- _ARTICLE_:
Rule 1 indicates that every ring in the SROA should be contained in at least one ROA-brick and there should be no isolated rings in the SROA. This rule is used to maintain the integrity of the SROA. Rule 2 implies: (1) There are no disjoint brick components: If there are more than one brick components, these brick components cannot be synchronized but will operate in different frequencies. (2) Only brick-connections rather than ring-connections exist in the SROA. Rule 2 is used to direct all the rings in the SROA to form a uniform signal rotation direction. A ring-connection divides the SROA into two brick components. If these two brick components are about the same size and the signals on these components are rotating in the opposite directions, it is possible that neither brick component will be able to overwrite the signal rotation direction on the other brick component through the ringconnection. Instead of reaching synchronization, the signal undesirably dies out on the ring that connects these two brick components.

#### B. Earth Mover's Distance under Transformations

The earth mover's distance (EMD) is a distance measure between distributions, which is widely used in image retrieval and matching [14]. EMD under transformations  $(EMD_t)$ , which is a variant of EMD that moves one of the distributions, has the advantage of computing a transformation of one distribution in order to minimize the distance (measured by EMD) between the distributions [15].  $EMD_t$  was previously used in [16] for clocking in clock mesh automation; it is used for SROA placement in this work.

- _INFORMATION PROVIDED_:
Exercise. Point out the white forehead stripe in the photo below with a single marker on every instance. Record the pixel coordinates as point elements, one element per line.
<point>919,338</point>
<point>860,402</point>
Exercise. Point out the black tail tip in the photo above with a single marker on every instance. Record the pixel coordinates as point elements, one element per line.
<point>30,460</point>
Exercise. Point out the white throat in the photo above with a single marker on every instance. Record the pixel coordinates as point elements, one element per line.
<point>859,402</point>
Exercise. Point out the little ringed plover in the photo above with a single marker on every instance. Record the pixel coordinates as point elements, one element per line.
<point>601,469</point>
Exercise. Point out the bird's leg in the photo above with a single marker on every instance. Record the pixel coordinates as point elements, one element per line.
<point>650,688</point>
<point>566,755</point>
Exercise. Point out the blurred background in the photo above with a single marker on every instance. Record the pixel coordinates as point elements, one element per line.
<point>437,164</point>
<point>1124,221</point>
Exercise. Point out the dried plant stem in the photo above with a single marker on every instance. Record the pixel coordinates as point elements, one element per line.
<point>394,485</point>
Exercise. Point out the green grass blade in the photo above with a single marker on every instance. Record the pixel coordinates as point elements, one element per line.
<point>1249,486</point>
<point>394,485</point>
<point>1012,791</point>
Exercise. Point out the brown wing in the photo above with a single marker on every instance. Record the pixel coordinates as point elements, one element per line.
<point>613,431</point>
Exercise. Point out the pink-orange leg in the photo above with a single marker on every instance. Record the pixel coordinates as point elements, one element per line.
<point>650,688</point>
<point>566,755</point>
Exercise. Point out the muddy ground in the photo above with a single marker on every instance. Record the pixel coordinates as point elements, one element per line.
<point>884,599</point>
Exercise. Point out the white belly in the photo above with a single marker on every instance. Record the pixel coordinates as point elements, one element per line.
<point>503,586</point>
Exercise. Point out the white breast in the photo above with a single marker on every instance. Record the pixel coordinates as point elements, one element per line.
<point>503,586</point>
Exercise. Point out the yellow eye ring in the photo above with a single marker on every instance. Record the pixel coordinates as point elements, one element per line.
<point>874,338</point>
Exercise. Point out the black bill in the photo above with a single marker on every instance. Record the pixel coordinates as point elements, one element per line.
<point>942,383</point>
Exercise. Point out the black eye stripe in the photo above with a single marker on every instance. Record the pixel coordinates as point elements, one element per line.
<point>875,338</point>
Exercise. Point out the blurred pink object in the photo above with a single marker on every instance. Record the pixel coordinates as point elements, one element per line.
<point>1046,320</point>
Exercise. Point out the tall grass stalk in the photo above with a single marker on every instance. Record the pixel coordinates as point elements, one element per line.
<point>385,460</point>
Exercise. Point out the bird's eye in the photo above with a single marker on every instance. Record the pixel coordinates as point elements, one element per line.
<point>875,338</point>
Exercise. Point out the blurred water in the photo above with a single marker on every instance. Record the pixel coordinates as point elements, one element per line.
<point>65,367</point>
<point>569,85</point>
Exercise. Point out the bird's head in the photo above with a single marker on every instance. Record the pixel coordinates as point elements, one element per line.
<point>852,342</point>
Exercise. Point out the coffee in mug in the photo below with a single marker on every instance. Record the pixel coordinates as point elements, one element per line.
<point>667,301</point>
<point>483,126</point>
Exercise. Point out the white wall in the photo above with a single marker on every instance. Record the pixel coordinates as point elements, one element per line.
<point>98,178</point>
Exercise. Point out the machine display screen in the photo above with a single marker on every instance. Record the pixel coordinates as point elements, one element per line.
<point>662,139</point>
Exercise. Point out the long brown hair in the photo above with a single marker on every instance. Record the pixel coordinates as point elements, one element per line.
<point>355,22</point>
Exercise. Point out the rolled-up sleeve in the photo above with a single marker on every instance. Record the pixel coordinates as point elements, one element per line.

- _EXERCISE INSTRUCTIONS_:
#1 In the SROA article, what is EMD under transformations used for in this work?
#2 Extend the SROA article beyond its final sentence.

- _ANSWERS PER TASK_:
#1 SROA placement.

#2
The EMD is a distance measure between discrete, finite distributions x and y:

$$\mathbf{x} = \{ (x_1, w_1), (x_2, w_2), \cdots, (x_m, w_m) \}$$
(1)  
$$\mathbf{y} = \{ (y_1, u_1), (y_2, u_2), \cdots, (y_n, u_n) \}$$

where, the x distribution has a weight  $w_i$  at position  $\mathbf{x}_i$  in  $\mathbf{R}^2$ ,  $i = 1, \dots, m$  and y distribution has a weight  $u_j$  at position  $\mathbf{y}_j$  in  $\mathbf{R}^2$ ,  $j = 1, \dots, n$ . The *EMD* is defined by the linear program:

minimize 
$$\frac{\sum_{i=1}^{m} \sum_{j=1}^{n} f_{ij} d_{ij}}{\sum_{i=1}^{m} \sum_{j=1}^{n} f_{ij}}$$
subject to  $f_{ij} \ge 0$   $i = 1 \dots m, j = 1 \dots n$ 

$$\sum_{j=1}^{n} f_{ij} \le w_i \quad i = 1 \dots m$$

$$\sum_{i=1}^{m} f_{ij} \le u_j \quad j = 1 \dots n$$

$$\sum_{i=1}^{m} \sum_{j=1}^{n} f_{ij} = \min(W, U)$$
(2)

In (2),  $d_{ij}$  is distance between  $\mathbf{x}_i$  and  $\mathbf{y}_j$ . W and U are collective weights of the distributions:  $W = \sum_{i=1}^m w_i$  and  $U = \sum_{i=1}^n u_j$ .

The earth mover's distance under transformation set t  $(EMD_t)$  is defined as:

$$EMD_{\mathbf{t}}(\mathbf{x}, \mathbf{y}) = min_{t \in \mathbf{t}} EMD(\mathbf{x}, t(\mathbf{y}))$$
(3)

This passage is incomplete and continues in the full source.